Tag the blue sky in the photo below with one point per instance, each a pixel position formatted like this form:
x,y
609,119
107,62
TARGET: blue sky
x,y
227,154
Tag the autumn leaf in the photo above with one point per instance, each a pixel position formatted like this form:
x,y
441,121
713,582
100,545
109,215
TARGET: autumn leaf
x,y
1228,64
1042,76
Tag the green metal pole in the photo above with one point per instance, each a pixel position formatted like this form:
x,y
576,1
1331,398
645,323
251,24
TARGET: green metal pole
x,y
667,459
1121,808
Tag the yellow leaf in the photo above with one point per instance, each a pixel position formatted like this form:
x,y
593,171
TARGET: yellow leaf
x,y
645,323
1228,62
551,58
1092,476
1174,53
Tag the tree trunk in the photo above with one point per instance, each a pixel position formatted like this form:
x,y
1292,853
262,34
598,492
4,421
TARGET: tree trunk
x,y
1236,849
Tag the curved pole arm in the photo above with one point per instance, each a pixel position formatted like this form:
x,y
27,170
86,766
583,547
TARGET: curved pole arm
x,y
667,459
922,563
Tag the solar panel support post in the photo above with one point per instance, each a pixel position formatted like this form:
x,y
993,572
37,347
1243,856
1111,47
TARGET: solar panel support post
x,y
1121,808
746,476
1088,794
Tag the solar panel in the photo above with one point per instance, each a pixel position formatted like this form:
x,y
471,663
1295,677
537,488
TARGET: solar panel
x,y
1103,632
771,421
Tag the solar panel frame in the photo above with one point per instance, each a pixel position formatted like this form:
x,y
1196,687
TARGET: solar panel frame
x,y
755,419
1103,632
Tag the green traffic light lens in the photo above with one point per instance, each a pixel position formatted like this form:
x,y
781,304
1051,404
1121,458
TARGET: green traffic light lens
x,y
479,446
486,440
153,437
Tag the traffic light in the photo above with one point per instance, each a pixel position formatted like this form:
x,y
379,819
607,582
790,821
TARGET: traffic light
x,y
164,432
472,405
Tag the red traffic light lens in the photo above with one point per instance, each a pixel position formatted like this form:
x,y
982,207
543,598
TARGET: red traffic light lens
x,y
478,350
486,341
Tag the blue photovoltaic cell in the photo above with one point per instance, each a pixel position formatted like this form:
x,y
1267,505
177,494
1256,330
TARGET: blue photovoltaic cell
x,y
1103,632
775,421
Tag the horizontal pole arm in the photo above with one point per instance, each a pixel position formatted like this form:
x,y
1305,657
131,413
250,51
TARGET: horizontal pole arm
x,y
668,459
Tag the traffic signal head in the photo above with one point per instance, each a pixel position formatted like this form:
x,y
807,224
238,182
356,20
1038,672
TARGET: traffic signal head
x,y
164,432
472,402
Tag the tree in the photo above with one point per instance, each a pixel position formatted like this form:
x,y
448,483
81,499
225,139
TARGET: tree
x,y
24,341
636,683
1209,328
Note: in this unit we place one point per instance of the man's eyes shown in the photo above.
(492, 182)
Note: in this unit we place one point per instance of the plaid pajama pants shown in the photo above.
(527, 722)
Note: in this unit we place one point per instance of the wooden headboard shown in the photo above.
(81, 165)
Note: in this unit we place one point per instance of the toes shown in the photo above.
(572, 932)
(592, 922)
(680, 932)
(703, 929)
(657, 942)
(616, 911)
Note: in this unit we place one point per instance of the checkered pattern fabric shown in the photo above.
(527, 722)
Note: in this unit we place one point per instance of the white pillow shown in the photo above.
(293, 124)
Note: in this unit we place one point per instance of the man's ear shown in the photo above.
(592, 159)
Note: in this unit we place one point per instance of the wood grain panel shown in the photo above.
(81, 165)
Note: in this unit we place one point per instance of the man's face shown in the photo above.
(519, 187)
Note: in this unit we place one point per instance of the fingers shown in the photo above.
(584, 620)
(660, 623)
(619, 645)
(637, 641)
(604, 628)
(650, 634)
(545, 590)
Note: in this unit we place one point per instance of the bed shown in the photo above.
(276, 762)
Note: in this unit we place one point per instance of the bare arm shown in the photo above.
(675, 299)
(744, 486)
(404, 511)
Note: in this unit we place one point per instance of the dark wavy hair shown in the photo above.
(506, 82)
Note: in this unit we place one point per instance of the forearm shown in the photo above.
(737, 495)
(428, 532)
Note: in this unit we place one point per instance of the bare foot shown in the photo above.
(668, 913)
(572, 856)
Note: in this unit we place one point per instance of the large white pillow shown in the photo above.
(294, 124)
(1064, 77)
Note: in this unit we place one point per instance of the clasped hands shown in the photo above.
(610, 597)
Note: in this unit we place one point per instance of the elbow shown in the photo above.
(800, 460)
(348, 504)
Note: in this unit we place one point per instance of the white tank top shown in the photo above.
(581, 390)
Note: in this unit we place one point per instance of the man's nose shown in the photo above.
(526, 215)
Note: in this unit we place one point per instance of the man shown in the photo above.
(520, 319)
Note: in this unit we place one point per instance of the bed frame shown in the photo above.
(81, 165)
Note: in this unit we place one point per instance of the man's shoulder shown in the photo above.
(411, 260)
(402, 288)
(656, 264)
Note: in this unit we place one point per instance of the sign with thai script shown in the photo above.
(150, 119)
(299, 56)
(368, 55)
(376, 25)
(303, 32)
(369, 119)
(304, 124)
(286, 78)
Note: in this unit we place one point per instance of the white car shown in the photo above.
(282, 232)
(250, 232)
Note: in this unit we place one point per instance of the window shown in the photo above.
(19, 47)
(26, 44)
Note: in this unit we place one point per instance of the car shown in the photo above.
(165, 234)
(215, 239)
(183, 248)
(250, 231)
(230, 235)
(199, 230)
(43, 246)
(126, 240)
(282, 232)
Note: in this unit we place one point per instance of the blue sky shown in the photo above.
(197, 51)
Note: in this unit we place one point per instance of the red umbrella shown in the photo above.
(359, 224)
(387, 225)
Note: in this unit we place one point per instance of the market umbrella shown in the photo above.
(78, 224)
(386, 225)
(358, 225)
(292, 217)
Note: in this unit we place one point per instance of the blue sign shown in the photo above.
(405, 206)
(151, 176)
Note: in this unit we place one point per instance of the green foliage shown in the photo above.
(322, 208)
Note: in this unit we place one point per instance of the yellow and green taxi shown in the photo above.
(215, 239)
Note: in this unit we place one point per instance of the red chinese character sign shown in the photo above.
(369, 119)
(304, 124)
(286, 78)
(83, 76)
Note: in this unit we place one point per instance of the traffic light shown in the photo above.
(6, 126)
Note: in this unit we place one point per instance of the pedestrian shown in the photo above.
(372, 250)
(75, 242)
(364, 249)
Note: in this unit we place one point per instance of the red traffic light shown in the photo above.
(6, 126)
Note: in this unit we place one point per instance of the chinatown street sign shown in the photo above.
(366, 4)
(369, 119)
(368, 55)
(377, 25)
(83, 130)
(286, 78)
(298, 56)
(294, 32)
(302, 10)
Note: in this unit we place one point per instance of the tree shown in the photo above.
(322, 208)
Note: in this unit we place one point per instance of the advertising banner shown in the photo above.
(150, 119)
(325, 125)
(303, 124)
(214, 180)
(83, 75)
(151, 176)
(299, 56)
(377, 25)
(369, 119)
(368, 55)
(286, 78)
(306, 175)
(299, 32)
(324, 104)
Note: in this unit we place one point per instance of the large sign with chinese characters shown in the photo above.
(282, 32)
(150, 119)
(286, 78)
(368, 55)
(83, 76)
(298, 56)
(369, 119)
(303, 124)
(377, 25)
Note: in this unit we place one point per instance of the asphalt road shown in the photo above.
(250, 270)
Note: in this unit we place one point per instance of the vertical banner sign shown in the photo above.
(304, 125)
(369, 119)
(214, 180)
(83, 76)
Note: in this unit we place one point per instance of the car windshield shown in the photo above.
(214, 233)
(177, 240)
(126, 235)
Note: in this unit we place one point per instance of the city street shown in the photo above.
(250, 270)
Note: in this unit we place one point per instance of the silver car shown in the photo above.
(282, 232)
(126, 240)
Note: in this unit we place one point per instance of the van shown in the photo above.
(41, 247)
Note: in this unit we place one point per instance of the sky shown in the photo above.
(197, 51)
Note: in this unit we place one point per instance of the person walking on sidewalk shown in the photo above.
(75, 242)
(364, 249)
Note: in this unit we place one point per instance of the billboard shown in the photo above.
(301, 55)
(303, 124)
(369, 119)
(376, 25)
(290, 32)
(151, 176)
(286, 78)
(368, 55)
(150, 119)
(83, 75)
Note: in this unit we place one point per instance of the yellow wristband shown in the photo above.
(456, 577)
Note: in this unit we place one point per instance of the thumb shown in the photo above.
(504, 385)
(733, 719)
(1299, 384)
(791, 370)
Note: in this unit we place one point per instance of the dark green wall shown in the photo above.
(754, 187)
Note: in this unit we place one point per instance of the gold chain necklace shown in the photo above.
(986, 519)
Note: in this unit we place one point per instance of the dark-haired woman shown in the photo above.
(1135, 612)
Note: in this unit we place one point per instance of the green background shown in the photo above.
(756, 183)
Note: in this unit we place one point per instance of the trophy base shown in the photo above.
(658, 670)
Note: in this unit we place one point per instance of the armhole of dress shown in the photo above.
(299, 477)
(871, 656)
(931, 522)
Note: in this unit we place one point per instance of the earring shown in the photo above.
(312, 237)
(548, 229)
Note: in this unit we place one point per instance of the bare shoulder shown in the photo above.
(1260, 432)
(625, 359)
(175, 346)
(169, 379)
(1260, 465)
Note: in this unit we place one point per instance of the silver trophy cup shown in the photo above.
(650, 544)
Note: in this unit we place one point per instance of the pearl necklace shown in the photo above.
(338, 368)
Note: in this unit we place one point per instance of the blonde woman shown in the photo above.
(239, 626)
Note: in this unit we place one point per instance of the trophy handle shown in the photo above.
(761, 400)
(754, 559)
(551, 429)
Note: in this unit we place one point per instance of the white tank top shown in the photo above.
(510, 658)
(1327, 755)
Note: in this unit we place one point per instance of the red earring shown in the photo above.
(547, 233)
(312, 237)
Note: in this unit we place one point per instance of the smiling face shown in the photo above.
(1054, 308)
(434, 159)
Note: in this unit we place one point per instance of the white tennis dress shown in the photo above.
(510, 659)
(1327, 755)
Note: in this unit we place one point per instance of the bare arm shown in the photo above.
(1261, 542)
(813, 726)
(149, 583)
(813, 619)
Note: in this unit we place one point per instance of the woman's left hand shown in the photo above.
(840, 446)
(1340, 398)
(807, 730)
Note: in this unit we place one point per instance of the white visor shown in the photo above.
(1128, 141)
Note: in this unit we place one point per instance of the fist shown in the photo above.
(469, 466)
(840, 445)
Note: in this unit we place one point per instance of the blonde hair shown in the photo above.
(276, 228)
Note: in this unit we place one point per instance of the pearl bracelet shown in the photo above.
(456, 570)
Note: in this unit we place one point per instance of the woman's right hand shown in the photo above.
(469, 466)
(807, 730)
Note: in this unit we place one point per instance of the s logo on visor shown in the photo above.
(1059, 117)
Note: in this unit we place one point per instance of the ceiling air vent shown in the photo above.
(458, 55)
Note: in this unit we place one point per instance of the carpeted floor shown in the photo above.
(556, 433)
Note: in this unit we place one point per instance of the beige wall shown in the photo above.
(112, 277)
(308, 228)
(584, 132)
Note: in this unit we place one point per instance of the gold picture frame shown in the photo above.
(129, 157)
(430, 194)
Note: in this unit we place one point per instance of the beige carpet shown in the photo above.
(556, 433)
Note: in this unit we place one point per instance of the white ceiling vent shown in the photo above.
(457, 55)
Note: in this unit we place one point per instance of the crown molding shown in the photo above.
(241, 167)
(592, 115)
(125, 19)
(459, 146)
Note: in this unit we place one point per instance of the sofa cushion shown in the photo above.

|---|

_AIM OF THE EXERCISE:_
Please output the line that contains "carpet shown in the photo above." and every line after it in the entries above, exactly, and nothing more.

_SOLVED PROBLEM:_
Note: in this unit we place one point per instance of the beige carpet shown in the photo above.
(556, 433)
Note: in this unit we place one point per instance of the white ceiling vent shown in the photo above.
(457, 55)
Note: in this unit we place one point per instance of the crown molding shown in the photo above.
(241, 167)
(592, 115)
(125, 19)
(459, 146)
Note: in this unit we place one point per instance of the sofa cushion shown in the photo above.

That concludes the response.